Em introdução a um de seus vídeos, o canal “The Delius Channel” descreve: “Nenhum homem prova maior amor do que doar seis anos de sua juventude a um compositor cego e moribundo, permitindo a conclusão do trabalho de sua vida". Eric escreveu “Delius como eu conheci”, considerado entre os célebres livros de memórias sobre músicos, em que relata sua dolorosa, exasperante, mas gratificante missão, história sobre a qual se produziram vários filmes e documentários.
Foram seis anos movidos por elevado grau de generosidade e abnegação que o jovem Eric Fenby dedicou de sua vida para que Delius continuasse a enxergar mesmo sem ver. Uma prova de que a música é sem dúvida um meio de comunicação imbatível, capaz de transpor todos os limites e barreiras palpáveis que possam vir a ser impostas a alguém. Uma prova de que por meio da Arte que se sagrou como Divina é possível continuar a ver e sentir o que é divino.
Mesmo quando o destino é capaz de se vestir com a mais implacável das ironias e tirar a vista de um impecável artesão da paisagem. Ainda assim, com as forças exauridas, o corpo aniquilado, ele permaneceu visualizando, através da música, o que lhe encheu de vida por toda a vida. Certamente, os horizontes que lhe foram descortinados ao se libertar da matéria, foram e continuam tão belos como os que o imortalizaram como “Apóstolo da Natureza”.
Nota do autor
Após escrever e publicar este texto, recebemos mensagem (abaixo) de meu irmão, Carlos Romero Filho, em que além de nos lisonjear com o prazer de sua leitura, nos lembra do grande Villa-Lobos, a quem me penitencio pelo lapso em não citar um dos maiores representantes da música erudita brasileira. O que nos fez recordar de mais duas coisas, afora as que ele pontuou: a sensação de deslumbramento místico, daqueles em que vemos e sentimos a imagem de Deus, quando estivemos em uma reserva indígena em (Pitinga-AM) e desfrutamos a oportunidade de adentrar a floresta e nos deparar, estupefatos, com sua magnífica imensidão frondosa. A outra, foi a recordação de que nosso pai costumava ouvir “A Floresta do Amazonas”, extraordinária obra que decanta em rica tessitura sinfônica e vocal todas as belezas e mistérios de uma das grandes maravilhas do mundo com uma soberba homenagem ao povo indígena. Muito obrigado, meu irmão, penitencio-me perante sua oportuna menção a Villa-Lobos, de quem papai dizia: “Se ele tivesse nascido na Alemanha, teria sido tão famoso quanto Beethoven”.

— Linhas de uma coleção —
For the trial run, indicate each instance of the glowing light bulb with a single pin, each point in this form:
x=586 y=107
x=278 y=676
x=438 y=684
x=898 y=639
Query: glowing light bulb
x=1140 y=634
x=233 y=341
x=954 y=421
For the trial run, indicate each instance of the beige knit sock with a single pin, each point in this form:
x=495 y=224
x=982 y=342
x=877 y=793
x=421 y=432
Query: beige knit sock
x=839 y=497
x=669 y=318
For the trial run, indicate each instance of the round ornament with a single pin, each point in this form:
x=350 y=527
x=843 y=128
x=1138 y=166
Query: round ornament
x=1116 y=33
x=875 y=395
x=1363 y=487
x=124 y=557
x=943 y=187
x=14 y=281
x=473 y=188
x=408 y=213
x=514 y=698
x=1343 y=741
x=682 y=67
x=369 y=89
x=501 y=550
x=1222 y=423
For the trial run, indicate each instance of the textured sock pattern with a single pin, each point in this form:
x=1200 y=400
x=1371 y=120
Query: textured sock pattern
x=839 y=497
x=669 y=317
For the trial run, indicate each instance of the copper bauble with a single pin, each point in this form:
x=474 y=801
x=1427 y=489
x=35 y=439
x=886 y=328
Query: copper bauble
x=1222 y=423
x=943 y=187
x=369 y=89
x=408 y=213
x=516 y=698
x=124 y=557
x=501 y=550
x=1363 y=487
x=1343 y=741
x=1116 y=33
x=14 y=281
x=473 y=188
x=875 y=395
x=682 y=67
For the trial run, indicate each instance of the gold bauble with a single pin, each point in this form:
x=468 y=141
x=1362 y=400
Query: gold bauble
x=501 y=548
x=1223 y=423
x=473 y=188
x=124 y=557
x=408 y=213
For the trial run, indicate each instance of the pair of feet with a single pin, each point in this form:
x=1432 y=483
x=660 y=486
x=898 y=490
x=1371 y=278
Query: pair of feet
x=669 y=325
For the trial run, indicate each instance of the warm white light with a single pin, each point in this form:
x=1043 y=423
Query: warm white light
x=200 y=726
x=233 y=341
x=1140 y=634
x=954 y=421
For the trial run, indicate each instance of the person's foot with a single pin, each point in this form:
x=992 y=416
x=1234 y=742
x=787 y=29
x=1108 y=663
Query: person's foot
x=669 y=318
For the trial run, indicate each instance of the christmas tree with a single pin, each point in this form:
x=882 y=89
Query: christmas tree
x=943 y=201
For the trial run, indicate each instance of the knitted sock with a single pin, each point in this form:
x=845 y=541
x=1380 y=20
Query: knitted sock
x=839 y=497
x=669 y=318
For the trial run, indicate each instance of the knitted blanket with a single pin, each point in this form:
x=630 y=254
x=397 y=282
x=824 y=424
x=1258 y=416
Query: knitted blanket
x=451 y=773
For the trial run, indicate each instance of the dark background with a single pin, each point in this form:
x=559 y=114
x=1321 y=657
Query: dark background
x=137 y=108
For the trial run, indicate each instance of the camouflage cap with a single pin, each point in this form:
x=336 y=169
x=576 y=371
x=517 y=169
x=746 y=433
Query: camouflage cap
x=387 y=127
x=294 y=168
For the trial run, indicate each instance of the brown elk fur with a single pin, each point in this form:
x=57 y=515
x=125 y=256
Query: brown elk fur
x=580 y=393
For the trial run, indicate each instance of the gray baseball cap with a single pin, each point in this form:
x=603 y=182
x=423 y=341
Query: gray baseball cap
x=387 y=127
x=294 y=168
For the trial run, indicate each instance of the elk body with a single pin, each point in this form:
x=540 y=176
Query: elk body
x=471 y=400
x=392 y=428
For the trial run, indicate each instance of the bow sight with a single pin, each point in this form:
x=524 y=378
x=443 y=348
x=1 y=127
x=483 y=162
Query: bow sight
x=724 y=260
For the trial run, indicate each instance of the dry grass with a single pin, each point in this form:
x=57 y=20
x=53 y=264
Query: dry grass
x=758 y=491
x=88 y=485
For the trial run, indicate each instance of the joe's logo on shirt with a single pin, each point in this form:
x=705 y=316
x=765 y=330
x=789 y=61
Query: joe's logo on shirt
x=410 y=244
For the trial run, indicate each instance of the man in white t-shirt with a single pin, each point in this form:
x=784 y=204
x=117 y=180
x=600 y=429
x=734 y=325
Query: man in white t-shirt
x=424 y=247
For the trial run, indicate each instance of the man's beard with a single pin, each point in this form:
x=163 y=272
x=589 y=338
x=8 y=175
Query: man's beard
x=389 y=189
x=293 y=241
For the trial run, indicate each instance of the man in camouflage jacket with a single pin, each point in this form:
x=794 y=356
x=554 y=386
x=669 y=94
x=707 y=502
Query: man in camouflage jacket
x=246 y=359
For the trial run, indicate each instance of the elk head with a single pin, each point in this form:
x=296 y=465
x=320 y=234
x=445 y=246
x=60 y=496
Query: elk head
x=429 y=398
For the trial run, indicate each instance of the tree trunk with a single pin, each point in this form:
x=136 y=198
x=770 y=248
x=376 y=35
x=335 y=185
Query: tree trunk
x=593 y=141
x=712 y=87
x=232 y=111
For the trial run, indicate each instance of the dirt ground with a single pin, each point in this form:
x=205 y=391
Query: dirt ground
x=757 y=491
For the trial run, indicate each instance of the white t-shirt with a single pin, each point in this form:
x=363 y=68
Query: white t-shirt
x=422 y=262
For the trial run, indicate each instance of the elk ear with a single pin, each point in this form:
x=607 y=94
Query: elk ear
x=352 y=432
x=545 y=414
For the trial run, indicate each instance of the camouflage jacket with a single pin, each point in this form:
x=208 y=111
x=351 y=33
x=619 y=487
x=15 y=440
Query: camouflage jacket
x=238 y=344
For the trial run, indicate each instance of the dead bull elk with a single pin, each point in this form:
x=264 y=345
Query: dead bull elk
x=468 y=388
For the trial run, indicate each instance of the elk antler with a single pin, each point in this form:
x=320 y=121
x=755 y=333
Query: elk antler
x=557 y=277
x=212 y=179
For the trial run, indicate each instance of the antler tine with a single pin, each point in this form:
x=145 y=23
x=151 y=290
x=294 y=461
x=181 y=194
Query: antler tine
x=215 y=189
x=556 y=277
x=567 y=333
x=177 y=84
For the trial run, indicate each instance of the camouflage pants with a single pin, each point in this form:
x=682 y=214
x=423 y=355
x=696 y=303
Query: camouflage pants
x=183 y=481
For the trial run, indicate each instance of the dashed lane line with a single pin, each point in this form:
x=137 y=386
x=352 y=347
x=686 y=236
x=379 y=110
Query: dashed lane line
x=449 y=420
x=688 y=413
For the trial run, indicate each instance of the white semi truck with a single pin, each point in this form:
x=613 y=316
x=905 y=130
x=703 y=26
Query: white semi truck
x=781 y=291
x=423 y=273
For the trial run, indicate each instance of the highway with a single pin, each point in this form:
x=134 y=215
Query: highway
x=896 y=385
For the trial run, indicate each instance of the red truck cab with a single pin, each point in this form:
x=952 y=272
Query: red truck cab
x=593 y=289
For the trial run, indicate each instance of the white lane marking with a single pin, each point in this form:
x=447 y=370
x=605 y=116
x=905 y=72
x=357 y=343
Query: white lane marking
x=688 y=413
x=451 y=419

— Atividade —
Indique se cada afirmação concorda com o texto sobre Delius e Eric Fenby, respondendo sim ou não e citando literalmente as palavras decisivas do texto: 1. Eric Fenby dedicou seis anos de sua vida a Delius. 2. O pai do autor dizia que Villa-Lobos, se tivesse nascido na Alemanha, teria sido tão famoso quanto Mozart. 3. A mensagem recebida após a publicação foi enviada por um amigo do autor. As linhas não têm papel algum nesta atividade.

— Resultado do exercício —
1. Sim: "Foram seis anos movidos por elevado grau de generosidade e abnegação que o jovem Eric Fenby dedicou de sua vida"
2. Não: "teria sido tão famoso quanto Beethoven"
3. Não: "de meu irmão, Carlos Romero Filho"